Similarly, substantial evidence supports the Board's finding that the Company failed in its attempt to show that it would have made the same decisions in the absence of the employees' union activities. See id. The Company claims that the discharges occurred pursuant to its disciplinary procedures and were based on employee misconduct. The Company asserts that Denham had committed numerous log violations and, in particular, failed to report his whereabouts for over nineteen hours after making an eight-hour trip from Milwaukee. The ALJ, however, credited the testimony of numerous witnesses that the log violations were condoned by the Company and Denham's testimony that he had called the dispatcher at repeated intervals throughout his supposed nineteen-hour absence.
Stevens allegedly was discharged for not being available when he was supposed to be, after receiving prior discipline for damaging Q-1 equipment and falsifying a worker's compensation claim report. Stevens, like Denham, never received the alleged prior reprimands until the 10(j) hearing in October of 1991, and the record supports the ALJ's determination that the complaints were stale and "coupled with a fanciful version of events."

Given information:

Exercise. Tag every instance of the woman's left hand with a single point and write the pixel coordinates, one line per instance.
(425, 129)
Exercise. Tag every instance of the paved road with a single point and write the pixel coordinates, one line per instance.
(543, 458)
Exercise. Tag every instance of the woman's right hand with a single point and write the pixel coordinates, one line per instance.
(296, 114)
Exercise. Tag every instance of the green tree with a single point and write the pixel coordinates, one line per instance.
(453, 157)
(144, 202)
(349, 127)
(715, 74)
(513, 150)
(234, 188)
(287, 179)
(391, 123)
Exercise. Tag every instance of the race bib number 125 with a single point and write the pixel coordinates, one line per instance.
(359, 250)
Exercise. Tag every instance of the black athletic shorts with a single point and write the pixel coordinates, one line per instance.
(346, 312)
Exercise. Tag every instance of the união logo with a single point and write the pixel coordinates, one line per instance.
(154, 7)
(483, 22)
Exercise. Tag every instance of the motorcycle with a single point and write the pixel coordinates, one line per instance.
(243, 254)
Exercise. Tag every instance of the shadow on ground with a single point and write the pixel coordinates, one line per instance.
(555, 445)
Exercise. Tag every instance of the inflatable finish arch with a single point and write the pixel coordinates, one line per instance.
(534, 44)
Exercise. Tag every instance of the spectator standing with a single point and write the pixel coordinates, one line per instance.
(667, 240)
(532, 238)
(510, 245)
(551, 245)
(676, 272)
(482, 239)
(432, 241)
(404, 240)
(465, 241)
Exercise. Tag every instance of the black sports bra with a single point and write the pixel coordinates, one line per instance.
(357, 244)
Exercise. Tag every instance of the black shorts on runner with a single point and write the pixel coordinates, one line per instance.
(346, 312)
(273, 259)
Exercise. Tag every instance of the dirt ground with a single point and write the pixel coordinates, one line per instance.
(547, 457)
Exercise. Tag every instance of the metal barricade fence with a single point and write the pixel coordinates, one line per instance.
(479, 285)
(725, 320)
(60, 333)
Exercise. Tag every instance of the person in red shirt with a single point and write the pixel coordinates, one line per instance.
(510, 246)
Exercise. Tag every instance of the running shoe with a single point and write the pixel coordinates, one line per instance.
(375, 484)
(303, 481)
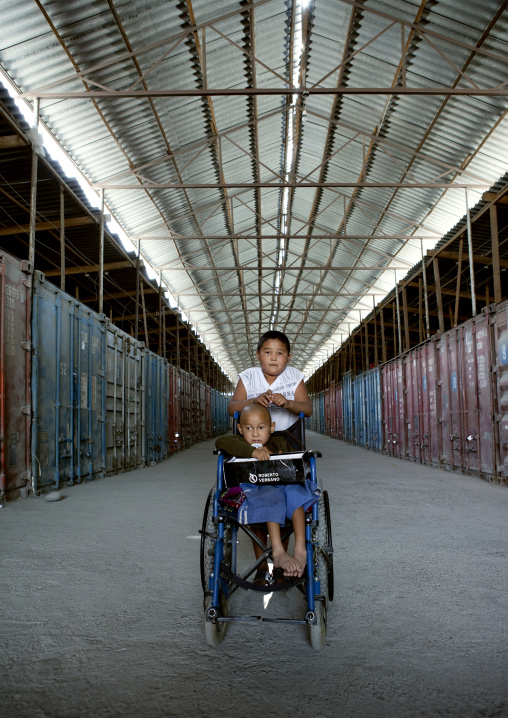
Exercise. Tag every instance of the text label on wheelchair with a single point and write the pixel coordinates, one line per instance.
(263, 478)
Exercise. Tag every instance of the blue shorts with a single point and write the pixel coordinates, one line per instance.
(275, 502)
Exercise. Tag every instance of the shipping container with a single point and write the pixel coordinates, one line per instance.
(420, 392)
(464, 398)
(68, 388)
(347, 406)
(359, 408)
(124, 401)
(339, 422)
(329, 399)
(392, 393)
(174, 417)
(373, 409)
(500, 386)
(156, 393)
(134, 404)
(15, 382)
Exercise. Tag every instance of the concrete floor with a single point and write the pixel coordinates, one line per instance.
(101, 601)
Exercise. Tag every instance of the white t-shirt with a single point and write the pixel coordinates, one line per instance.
(255, 384)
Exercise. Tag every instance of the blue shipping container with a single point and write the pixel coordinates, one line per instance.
(156, 408)
(347, 406)
(68, 388)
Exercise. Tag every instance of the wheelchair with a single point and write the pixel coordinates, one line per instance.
(220, 532)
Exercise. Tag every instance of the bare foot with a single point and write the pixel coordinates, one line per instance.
(289, 564)
(301, 557)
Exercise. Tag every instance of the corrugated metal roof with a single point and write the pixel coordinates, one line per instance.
(223, 246)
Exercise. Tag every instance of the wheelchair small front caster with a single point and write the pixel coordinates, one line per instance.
(215, 630)
(317, 631)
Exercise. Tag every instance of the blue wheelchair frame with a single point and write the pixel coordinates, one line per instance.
(222, 582)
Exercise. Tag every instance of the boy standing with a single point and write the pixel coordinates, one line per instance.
(273, 384)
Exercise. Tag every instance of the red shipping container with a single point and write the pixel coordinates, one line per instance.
(392, 393)
(339, 421)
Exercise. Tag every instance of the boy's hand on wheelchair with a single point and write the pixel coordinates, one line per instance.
(262, 454)
(280, 400)
(264, 399)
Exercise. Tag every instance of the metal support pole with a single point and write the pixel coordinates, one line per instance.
(33, 190)
(136, 326)
(471, 262)
(399, 331)
(101, 254)
(425, 293)
(160, 312)
(495, 253)
(62, 238)
(177, 340)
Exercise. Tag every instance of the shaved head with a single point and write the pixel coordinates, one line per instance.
(251, 409)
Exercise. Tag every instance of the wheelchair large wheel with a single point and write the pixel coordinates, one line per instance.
(326, 506)
(323, 569)
(317, 633)
(215, 632)
(208, 537)
(208, 540)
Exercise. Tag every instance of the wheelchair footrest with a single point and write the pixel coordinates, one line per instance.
(255, 619)
(249, 585)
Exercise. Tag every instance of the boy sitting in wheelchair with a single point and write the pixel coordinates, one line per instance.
(270, 504)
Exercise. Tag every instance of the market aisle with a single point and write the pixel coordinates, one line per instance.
(102, 605)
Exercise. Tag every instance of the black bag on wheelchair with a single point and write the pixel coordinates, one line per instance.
(288, 468)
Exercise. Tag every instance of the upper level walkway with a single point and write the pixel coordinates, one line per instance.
(102, 604)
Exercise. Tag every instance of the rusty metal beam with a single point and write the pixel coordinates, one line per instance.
(9, 141)
(496, 262)
(268, 91)
(477, 258)
(438, 294)
(291, 185)
(41, 226)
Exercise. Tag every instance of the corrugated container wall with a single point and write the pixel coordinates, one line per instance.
(15, 337)
(347, 406)
(156, 408)
(68, 388)
(124, 402)
(500, 368)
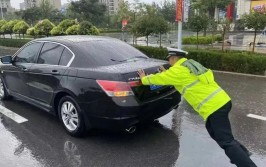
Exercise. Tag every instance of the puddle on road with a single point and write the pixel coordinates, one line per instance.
(196, 147)
(13, 152)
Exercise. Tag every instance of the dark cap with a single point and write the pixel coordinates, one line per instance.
(175, 52)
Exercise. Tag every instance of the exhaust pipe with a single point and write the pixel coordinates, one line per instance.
(131, 129)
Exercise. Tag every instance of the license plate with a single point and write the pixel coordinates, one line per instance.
(154, 87)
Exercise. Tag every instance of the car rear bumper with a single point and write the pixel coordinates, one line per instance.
(127, 116)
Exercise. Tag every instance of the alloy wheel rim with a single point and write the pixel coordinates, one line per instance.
(2, 92)
(69, 115)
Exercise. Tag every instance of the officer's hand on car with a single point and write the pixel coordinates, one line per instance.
(141, 73)
(162, 69)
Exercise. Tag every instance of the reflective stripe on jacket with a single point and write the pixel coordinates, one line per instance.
(204, 95)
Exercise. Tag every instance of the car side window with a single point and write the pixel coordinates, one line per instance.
(66, 57)
(50, 54)
(29, 53)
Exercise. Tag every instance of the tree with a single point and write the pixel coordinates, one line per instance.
(168, 11)
(225, 26)
(209, 6)
(161, 27)
(46, 8)
(56, 16)
(124, 11)
(44, 27)
(73, 30)
(198, 23)
(65, 24)
(144, 26)
(21, 28)
(57, 31)
(89, 9)
(213, 28)
(31, 31)
(31, 15)
(85, 27)
(257, 21)
(94, 31)
(8, 27)
(149, 24)
(2, 23)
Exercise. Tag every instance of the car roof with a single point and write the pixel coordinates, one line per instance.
(71, 39)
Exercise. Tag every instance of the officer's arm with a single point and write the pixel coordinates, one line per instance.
(168, 77)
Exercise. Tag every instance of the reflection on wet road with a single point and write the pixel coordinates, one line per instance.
(179, 140)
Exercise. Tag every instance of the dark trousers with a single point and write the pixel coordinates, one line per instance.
(219, 128)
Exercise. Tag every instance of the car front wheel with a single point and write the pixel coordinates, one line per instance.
(71, 116)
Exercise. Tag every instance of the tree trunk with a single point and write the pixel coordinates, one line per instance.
(254, 42)
(223, 40)
(205, 32)
(160, 39)
(212, 13)
(212, 38)
(197, 40)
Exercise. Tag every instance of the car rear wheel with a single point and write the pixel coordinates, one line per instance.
(3, 92)
(71, 116)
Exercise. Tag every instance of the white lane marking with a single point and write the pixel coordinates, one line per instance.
(257, 117)
(10, 114)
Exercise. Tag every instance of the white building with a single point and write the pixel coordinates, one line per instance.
(22, 6)
(35, 3)
(112, 5)
(243, 7)
(5, 6)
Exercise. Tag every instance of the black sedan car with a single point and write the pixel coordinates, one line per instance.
(87, 81)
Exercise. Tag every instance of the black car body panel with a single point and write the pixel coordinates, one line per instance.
(76, 75)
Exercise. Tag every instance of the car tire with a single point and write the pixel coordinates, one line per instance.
(71, 116)
(3, 92)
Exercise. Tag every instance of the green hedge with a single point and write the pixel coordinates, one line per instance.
(192, 40)
(16, 43)
(234, 61)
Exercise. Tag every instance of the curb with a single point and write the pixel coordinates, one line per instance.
(240, 74)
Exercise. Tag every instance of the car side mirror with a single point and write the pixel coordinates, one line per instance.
(6, 59)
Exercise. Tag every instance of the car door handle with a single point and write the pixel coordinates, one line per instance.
(24, 69)
(55, 72)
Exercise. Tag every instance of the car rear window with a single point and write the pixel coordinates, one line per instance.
(110, 52)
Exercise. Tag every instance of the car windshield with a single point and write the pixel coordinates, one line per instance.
(111, 52)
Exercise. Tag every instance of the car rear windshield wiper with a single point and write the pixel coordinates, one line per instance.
(132, 58)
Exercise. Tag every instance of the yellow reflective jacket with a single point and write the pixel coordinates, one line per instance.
(201, 92)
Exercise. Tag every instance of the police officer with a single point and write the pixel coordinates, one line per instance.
(198, 87)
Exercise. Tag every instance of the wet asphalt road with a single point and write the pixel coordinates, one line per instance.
(179, 140)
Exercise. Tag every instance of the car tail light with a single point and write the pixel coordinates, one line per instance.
(116, 88)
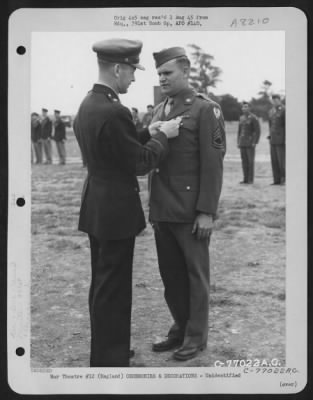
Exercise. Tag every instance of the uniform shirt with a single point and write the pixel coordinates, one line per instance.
(146, 120)
(248, 131)
(277, 117)
(59, 131)
(46, 128)
(189, 180)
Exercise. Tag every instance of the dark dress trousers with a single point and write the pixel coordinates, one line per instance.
(112, 215)
(186, 183)
(278, 143)
(248, 137)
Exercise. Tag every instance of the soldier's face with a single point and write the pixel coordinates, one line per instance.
(245, 108)
(276, 102)
(172, 78)
(126, 76)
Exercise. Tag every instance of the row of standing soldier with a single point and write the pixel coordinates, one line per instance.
(41, 136)
(249, 135)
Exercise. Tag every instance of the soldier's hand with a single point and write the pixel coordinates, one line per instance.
(203, 226)
(154, 127)
(171, 127)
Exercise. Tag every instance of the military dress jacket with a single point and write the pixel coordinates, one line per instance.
(111, 207)
(248, 131)
(277, 122)
(46, 128)
(59, 131)
(189, 180)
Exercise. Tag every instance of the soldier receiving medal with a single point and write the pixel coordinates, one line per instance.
(185, 191)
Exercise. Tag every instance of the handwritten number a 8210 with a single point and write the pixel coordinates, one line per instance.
(248, 22)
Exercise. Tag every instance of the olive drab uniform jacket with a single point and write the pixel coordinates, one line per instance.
(189, 180)
(248, 131)
(111, 207)
(277, 125)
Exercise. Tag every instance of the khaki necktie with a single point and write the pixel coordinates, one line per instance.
(168, 106)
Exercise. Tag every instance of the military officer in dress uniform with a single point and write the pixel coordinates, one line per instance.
(111, 212)
(185, 191)
(46, 134)
(277, 139)
(248, 137)
(60, 136)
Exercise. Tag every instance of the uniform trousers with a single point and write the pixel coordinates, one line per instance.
(247, 158)
(61, 151)
(278, 162)
(110, 300)
(184, 269)
(47, 150)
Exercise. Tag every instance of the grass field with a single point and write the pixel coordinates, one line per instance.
(247, 302)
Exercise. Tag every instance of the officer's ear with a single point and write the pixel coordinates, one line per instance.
(117, 70)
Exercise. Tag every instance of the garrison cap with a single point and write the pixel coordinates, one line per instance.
(166, 55)
(122, 51)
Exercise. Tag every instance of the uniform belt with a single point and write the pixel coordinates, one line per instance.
(113, 175)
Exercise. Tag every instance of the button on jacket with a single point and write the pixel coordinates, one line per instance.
(111, 207)
(189, 180)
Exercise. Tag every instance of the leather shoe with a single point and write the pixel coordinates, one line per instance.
(185, 353)
(166, 345)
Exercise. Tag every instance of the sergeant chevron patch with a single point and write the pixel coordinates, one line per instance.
(217, 139)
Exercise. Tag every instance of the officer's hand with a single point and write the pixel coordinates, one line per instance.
(171, 128)
(154, 127)
(203, 226)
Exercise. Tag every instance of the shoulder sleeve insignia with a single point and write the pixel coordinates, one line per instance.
(217, 112)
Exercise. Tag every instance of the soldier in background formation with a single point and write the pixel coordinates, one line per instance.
(277, 140)
(247, 139)
(41, 135)
(36, 139)
(46, 134)
(59, 136)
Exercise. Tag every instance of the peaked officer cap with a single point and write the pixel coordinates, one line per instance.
(168, 54)
(122, 51)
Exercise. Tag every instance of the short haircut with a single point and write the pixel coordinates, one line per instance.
(183, 62)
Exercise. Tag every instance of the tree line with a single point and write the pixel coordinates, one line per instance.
(205, 75)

Stated problem 1: According to the excerpt, what did the Company say Denham failed to do after his eight-hour trip from Milwaukee?
Stated problem 2: List every instance of misconduct that the Company attributed to Denham or Stevens in the excerpt.
Answer from the excerpt alone, without drawing on the listing.

Full response 1: He failed to report his whereabouts for over nineteen hours.

Full response 2:
- Denham: numerous log violations
- Denham: failing to report his whereabouts for over nineteen hours after an eight-hour trip from Milwaukee
- Stevens: not being available when he was supposed to be
- Stevens: damaging Q-1 equipment
- Stevens: falsifying a worker's compensation claim report